------ Document extract ------
Trace mining Python scripts as LAMI analysis for TraceCompass External Analysis. This repository greately borrows code from lttng-analysis and adheres to the LAMI specification detailed here. It is encouraged that users refer to lttng-analysis and developers refer to LAMI documentation for further information.
clone the repo onto your local drive
run the setup script as sudoer
sudo ./setup.py install
In TraceCompass you need to add your python script as a new External Analysis. Note that this has to be done for the Trace and not the Experiment. In most cases the script will be installed in /usr/local/bin
and you would simply need to enter the script with absolute path in the menu for "Add External Analysis". Note that the name of the script has an -mi
at the end which indicates the machine interface version of the script as opposed to its command line version.
For the particular case of vectorizing and clustering VM workload you simply need to enter /usr/local/bin/lttng-vectorizer-mi
with no command arguments. Remember to give it some name as well to be listed under External Analysis. Then just right click on the new analysis and select Run External Analysis.
The lttng-vectorizer
analysis depends on the TraceCompass Incubator analysis VMblockVectorizerAnalysis
which is maintained here. You need to checkout the vahid
branch to get the code.
------
> [Problem set]
- 1) How many lines of the records contain the word "would"? Reply with the number alone.
- 2) Write the next part of the text on running trace-mining scripts in TraceCompass, starting after its final sentence.
The TraceCompass setup text above has no connection to the records that come next.
------ Data section ------
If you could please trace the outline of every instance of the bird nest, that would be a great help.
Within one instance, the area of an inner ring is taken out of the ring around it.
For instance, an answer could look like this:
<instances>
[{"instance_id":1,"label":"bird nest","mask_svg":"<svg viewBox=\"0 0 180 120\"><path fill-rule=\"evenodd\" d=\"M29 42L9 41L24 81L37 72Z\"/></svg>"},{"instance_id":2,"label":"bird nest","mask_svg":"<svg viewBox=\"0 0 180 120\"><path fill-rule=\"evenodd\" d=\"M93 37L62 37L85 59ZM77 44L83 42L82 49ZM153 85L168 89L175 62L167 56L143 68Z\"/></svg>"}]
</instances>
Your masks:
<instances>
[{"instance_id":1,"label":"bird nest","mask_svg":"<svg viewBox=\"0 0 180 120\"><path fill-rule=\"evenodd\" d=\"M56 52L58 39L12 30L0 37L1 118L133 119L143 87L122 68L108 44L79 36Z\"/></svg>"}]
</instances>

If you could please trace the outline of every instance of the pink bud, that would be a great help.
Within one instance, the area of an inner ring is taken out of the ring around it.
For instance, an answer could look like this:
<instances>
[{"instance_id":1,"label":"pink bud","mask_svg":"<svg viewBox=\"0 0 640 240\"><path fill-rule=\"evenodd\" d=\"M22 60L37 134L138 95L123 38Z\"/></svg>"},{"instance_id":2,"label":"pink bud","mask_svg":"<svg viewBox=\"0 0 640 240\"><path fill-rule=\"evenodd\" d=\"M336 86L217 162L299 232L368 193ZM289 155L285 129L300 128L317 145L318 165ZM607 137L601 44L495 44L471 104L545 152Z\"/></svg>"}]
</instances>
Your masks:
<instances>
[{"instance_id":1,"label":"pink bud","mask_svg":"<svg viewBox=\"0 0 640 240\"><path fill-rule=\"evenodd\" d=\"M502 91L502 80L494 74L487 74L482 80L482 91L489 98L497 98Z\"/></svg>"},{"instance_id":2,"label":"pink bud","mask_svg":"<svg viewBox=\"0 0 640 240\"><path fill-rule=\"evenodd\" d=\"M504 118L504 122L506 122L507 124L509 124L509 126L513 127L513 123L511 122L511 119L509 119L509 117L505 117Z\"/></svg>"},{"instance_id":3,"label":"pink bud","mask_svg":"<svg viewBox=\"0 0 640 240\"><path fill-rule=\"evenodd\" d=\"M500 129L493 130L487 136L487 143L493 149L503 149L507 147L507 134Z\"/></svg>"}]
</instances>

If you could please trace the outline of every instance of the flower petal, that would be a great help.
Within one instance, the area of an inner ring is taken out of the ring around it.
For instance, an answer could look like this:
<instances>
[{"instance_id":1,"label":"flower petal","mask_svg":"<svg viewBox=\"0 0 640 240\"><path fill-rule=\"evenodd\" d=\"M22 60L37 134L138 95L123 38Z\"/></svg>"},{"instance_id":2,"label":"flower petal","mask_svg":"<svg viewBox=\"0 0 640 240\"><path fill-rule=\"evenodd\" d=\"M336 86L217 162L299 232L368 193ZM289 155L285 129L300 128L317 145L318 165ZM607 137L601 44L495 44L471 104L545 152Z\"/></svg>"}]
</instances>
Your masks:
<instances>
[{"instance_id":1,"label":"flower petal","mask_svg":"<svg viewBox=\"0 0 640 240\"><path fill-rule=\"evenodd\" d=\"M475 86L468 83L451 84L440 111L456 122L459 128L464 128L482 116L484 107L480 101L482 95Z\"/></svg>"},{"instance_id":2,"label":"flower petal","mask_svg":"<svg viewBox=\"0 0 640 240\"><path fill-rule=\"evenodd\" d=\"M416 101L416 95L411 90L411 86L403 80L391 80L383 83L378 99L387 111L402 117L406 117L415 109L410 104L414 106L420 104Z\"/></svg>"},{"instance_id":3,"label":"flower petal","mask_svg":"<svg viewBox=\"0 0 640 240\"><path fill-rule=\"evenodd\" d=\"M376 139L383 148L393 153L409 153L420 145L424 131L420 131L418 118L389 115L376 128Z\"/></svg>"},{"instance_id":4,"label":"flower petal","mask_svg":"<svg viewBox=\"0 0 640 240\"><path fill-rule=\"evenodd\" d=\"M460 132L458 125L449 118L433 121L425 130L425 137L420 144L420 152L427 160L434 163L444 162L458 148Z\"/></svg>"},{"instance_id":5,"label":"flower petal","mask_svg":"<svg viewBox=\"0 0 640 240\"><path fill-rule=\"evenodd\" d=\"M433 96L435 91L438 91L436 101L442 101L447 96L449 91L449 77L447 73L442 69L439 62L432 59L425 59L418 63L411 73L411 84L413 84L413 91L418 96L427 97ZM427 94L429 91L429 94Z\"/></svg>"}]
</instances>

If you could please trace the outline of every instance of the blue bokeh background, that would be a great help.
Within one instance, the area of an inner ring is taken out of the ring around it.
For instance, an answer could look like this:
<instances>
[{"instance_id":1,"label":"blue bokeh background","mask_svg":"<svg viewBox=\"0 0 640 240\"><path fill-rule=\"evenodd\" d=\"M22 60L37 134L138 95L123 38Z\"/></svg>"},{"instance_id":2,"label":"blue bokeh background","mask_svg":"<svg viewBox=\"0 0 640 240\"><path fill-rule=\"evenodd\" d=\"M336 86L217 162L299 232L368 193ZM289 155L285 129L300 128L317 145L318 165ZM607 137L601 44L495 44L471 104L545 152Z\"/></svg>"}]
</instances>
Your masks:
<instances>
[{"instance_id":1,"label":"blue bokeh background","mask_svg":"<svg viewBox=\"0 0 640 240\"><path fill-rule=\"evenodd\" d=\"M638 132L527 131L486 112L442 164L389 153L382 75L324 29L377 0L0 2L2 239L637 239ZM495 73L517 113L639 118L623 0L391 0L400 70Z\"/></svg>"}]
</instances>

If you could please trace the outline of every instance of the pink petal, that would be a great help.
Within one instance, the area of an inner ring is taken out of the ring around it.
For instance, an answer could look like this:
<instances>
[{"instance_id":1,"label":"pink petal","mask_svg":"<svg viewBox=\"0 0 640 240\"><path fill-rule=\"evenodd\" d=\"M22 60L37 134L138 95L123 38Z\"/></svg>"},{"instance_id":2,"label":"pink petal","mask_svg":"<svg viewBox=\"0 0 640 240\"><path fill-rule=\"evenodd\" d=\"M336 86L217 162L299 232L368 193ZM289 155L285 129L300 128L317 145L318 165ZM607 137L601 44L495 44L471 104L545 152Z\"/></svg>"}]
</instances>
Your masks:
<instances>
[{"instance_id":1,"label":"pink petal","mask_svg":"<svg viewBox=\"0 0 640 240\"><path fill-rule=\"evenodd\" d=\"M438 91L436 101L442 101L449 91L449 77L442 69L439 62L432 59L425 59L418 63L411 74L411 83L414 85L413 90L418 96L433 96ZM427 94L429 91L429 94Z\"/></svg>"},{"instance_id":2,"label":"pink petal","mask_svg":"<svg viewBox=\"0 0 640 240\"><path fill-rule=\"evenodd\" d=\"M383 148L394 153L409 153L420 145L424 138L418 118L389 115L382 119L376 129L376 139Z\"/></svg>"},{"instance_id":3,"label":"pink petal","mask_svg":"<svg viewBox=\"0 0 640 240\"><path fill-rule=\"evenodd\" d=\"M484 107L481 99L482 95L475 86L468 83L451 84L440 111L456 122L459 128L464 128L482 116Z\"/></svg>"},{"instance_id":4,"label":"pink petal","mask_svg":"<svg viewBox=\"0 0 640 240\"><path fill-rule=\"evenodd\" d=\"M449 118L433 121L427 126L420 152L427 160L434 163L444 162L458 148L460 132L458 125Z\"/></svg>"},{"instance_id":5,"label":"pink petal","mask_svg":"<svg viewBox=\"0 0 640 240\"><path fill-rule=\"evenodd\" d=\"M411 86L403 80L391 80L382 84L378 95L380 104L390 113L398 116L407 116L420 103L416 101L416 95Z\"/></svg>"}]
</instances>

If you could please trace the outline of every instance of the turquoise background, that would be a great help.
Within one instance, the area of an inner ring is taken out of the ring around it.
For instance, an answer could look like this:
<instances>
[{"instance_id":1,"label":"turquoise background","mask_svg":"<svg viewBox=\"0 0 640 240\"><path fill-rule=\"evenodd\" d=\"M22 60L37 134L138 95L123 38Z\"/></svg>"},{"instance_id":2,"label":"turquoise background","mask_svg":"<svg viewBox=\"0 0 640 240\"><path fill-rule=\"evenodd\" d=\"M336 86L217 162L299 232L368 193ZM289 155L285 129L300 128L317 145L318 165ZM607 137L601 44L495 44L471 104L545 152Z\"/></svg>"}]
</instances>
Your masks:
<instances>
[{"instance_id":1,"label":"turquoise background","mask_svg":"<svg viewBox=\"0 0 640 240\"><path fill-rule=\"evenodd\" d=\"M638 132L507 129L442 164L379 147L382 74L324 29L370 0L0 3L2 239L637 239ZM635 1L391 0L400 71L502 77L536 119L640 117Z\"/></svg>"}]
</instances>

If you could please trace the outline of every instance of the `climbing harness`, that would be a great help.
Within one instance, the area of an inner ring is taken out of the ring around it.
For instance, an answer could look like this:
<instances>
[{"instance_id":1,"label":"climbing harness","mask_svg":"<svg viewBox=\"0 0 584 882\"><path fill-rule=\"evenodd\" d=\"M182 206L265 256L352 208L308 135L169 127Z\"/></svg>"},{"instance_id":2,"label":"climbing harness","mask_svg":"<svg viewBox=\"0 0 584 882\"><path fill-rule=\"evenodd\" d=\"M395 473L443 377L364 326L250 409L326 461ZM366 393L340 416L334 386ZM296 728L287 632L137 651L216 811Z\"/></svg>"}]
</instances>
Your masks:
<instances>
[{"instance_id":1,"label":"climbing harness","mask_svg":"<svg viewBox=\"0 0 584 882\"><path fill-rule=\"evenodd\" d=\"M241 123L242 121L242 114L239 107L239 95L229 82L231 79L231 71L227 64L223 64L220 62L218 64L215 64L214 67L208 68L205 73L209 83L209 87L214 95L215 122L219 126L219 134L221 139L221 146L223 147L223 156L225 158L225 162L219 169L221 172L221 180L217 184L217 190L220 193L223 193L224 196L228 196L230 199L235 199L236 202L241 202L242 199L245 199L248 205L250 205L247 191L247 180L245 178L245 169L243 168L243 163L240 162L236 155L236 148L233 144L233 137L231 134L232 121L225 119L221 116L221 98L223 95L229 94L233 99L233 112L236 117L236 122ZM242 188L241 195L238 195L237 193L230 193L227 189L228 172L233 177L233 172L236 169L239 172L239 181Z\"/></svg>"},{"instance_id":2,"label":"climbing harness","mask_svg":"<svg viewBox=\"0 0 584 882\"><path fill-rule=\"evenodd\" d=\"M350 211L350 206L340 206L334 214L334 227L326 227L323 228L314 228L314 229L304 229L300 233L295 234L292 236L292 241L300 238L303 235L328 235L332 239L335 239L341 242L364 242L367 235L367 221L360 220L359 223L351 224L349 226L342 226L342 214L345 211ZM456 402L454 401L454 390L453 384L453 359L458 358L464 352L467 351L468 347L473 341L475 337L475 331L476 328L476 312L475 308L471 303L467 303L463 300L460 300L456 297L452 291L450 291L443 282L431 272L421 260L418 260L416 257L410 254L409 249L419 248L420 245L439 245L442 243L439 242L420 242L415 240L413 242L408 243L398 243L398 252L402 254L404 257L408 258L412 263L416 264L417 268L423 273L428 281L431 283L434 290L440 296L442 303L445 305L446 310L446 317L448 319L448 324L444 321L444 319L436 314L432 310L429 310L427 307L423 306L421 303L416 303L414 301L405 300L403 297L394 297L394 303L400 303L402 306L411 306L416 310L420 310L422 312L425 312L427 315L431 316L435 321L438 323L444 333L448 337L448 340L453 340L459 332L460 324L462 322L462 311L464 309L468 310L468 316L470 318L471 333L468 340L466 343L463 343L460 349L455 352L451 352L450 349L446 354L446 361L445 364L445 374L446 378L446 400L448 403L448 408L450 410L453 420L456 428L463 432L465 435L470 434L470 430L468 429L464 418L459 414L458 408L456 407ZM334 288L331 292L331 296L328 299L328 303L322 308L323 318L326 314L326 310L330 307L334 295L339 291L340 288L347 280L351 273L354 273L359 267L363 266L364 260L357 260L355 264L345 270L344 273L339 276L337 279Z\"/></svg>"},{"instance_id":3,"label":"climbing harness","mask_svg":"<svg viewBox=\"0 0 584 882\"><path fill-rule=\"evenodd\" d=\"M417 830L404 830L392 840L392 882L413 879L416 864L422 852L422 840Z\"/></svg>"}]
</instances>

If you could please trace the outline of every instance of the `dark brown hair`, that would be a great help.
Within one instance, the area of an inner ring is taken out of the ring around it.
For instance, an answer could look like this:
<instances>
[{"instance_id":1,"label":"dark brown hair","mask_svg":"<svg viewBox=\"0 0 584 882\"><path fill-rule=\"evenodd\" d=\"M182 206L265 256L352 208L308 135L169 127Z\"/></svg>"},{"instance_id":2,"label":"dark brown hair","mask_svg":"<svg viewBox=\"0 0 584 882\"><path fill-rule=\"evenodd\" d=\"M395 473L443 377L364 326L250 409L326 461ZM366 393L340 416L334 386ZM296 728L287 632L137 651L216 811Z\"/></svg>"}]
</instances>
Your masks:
------
> [Answers per task]
- 1) 8

- 2)
Once the above analysis is added to TraceCompass you should create a new tracing project and import all trace files into it. Then create a VM Experiment for each trace file independently so that the VMblockVectorizer
analysis is run producing avgdur.vector
and frequency.vector
files in the supplementary trace folders. These two files contain the average and frequency of various VCPU wait states and run states for different VMID/CR3. In addition, a folder_list.txt
file will also be created under the suplementary folder of the new TraceCompass project. This file is populated with a list of full paths for various experiments of this project and will be used by the lttng-vectorizer
LAMI script to execute feature extraction (vectorization) and clustering on this list of traces through loading the .vector
files in those folders.
Note: There is no need to run the external analysis for each and every trace file. Once run for any of the trace files it will automatically load all .vector
files enlisted in folder_list.txt
and will perform analysis on all of them. It will then produce a single output under the trace for which it was run. The output, however, contains results for all trace files. Also note that any duplicate paths in folder_list.txt
will be automatically eliminated by the analysis.
Example:
--top 3 --feature fti,fta,fdi,fne --norm l2
Consideres frequency of timer,task,disk,network and takes those VM/CR3 with top 3 frequecies in any of these features and also computes a second order (l2) norm of the features before clustering.
ap.add_argument('-t','--top', type=int, default=0,
help='Limit samples to VMPID/CR3 among top n candidates for'
' at least one of the selcted features (default = 0: include all)')
ap.add_argument('-f','--feature', type=str, default='*',
help='Only include these features given as comma separated list:'
' [f:frequency|w:wait time][ti:timer|ta:task|di:disk|ne:network|ot:other|no:non-root|ro:root|id:idle]'
'Example: fti,fta,fdi,fne only considers frequencies of timer,task,disk,network'
'Example: w*: include all average wait times'
'(default=*: include all)')
ap.add_argument('-n','--norm', type=str, default='l2',
help='Normalizing method for feature vector: l1|l2 (default =l2)')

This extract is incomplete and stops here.